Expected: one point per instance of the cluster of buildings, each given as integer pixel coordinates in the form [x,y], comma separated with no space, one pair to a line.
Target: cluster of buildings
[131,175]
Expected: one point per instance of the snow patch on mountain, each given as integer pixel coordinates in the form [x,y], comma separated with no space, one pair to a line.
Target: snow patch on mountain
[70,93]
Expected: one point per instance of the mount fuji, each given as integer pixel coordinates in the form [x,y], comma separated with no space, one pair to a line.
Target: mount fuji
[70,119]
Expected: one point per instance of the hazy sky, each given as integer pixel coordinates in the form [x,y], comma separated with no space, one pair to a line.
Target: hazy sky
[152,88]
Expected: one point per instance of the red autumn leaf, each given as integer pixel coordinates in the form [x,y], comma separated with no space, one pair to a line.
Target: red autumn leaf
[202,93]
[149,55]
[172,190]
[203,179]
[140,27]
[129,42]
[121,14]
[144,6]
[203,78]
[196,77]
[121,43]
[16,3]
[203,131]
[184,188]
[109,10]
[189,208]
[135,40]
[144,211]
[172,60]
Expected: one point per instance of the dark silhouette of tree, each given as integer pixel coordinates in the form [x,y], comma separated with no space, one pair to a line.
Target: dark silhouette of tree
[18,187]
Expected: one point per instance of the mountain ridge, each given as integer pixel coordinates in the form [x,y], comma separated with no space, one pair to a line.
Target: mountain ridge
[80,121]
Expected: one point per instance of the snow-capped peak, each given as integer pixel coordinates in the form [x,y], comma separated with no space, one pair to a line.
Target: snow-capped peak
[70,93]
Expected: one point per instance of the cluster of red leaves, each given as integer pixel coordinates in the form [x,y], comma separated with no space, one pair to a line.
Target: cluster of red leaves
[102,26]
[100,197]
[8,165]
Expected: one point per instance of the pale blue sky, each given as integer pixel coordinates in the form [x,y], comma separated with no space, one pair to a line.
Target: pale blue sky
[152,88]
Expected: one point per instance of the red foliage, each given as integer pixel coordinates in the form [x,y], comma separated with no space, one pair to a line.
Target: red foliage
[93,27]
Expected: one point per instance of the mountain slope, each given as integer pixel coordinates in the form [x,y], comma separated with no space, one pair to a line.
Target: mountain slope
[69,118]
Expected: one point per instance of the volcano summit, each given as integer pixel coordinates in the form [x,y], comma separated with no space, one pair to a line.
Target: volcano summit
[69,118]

What you have to do – Can you give all the items again with "Target" replaced by "Label" and nothing else changed?

Task result –
Expected: one point per instance of the cluster of buildings, each given as integer pixel coordinates in the form [x,y], comma separated with no space, one pair to a line.
Label: cluster of buildings
[131,175]
Expected: one point per instance of the snow patch on mountain, each given as integer pixel coordinates in the form [x,y], comma separated with no space, one pair to a line.
Label: snow patch on mountain
[70,93]
Expected: one point per instance of the mount fuji, each given as integer pixel coordinates in the form [x,y], comma separated with no space, one pair to a line.
Label: mount fuji
[70,119]
Expected: one point per instance of the hazy sky, each given as integer pixel coordinates in the form [x,y], comma separated with no space, one pair to a line.
Label: hazy sky
[152,88]
Expected: one point per instance of the red autumn leaf, each given as integer pixel coordinates in the form [x,y], comma separated with no space, one pair to a line.
Label: red autumn leaf
[202,93]
[149,55]
[172,190]
[203,179]
[140,27]
[129,42]
[121,14]
[144,6]
[203,78]
[196,77]
[121,43]
[16,3]
[203,131]
[184,188]
[109,10]
[189,208]
[135,40]
[144,211]
[172,60]
Expected: one point per instance of the dark silhouette of tree, each given as integer pixel coordinates in the form [x,y], comma separated with no space, one pair to a line.
Label: dark silhouette of tree
[18,187]
Expected: one point per instance of the mountain ridge, each given as integer pixel coordinates in the form [x,y], comma separated with no space, one pair to a line.
Label: mountain ridge
[80,121]
Expected: one point per instance of the snow-capped peak, each given as integer pixel coordinates in the form [x,y], comma separated with no space, one pair to a line.
Label: snow-capped peak
[70,93]
Expected: one point per instance of the cluster of red leaves, each given as integer pixel coordinates in the form [x,y], comma separated with no space, one pair to a line.
Label: cluster of red leaves
[102,26]
[100,197]
[8,165]
Expected: one point per instance of the pale blue sky, each given as integer pixel coordinates in the form [x,y], comma separated with no space, one pair to a line.
Label: pale blue sky
[152,88]
Expected: one point per instance of the red foliage, each given as integer pixel coordinates in the form [x,y], comma separated with no space, one pair to a line.
Label: red foliage
[93,27]
Expected: one point per instance of the mountain slope, each given as integer pixel coordinates in the form [x,y], comma separated with no space, one pair to a line.
Label: mountain slope
[69,118]
Expected: one point per instance of the volcano summit, each given as integer pixel coordinates in the form [x,y], comma separated with no space, one pair to a line.
Label: volcano summit
[69,118]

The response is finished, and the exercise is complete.